Written task: Return the whole listing exactly as it stands.

Data to use:
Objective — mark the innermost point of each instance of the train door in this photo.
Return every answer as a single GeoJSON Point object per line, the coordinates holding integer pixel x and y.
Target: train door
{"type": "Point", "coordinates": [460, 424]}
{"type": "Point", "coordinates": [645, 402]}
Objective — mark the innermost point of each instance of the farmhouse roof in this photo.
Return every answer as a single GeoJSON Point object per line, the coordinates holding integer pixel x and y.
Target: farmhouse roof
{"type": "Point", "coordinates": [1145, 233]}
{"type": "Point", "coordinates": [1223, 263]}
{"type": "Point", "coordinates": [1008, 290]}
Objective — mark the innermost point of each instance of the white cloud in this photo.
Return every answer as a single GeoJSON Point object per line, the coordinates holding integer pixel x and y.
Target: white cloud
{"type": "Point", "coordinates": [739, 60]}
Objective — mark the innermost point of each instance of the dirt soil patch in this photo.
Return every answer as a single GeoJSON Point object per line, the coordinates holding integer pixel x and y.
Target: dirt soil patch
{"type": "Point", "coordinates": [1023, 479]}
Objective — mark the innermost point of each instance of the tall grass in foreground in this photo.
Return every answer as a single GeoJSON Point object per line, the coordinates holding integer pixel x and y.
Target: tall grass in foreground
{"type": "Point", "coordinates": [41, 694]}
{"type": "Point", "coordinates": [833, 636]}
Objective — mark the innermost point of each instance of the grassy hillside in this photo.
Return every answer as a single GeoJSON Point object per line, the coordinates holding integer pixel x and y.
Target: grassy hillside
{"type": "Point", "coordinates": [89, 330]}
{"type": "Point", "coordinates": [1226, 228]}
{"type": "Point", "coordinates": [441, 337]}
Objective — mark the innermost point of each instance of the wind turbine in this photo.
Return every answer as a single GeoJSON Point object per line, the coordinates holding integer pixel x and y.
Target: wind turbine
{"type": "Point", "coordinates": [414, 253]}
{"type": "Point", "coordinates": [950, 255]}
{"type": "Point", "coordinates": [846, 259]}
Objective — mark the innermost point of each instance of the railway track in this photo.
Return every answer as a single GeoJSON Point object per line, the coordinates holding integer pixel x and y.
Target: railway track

Exercise answer:
Objective — mark the innermost point of each instance of the train door in this photo.
Return every answer as a single GeoJSON Point object per line, the coordinates holding integer pixel x and y.
Target: train door
{"type": "Point", "coordinates": [460, 424]}
{"type": "Point", "coordinates": [645, 402]}
Objective — mark the innermost point of each instance of the farmhouse roof in this photo.
Return every answer as a single GeoJSON Point object per line, the coordinates holding integer pixel x and y.
Target: farmhouse roof
{"type": "Point", "coordinates": [1145, 233]}
{"type": "Point", "coordinates": [1223, 263]}
{"type": "Point", "coordinates": [1008, 290]}
Objective — mark the innermost point of each instance of the white cloud in this photo.
Return every answer as a single GeoJSON Point object per line, the coordinates holding integer pixel x and y.
Target: white cloud
{"type": "Point", "coordinates": [739, 60]}
Objective — mark the innermost point of each instance of the dirt soil patch in this photo.
Return every answer as a single GeoJSON Point object per line, the coordinates holding integer pixel x and y.
Target: dirt soil patch
{"type": "Point", "coordinates": [1023, 479]}
Objective — mark the innermost point of each instance of the tall grass in foreground in this photo.
Return every answer as a single GeoJSON Point object per line, the coordinates holding integer pixel x and y.
Target: tall grass in foreground
{"type": "Point", "coordinates": [41, 694]}
{"type": "Point", "coordinates": [833, 636]}
Objective — mark the innermost point of each instance of the grassy hillside in this photo.
Return every answer as a single GeoJSON Point object per line, the coordinates holding integer pixel x and y.
Target: grassy hillside
{"type": "Point", "coordinates": [89, 330]}
{"type": "Point", "coordinates": [1226, 228]}
{"type": "Point", "coordinates": [441, 337]}
Objective — mark the innermost point of each instance of the wind turbine in this photo.
Return every answer as a single GeoJSON Point object per line, the coordinates holding integer pixel x and y.
Target: wind turbine
{"type": "Point", "coordinates": [414, 253]}
{"type": "Point", "coordinates": [950, 255]}
{"type": "Point", "coordinates": [846, 259]}
Objective — mark the innermost point of each instance of the railway track in this photo.
Return every answer as a single GeoJSON Point object per line, the coordinates holding integer pixel x and y.
Target: railway track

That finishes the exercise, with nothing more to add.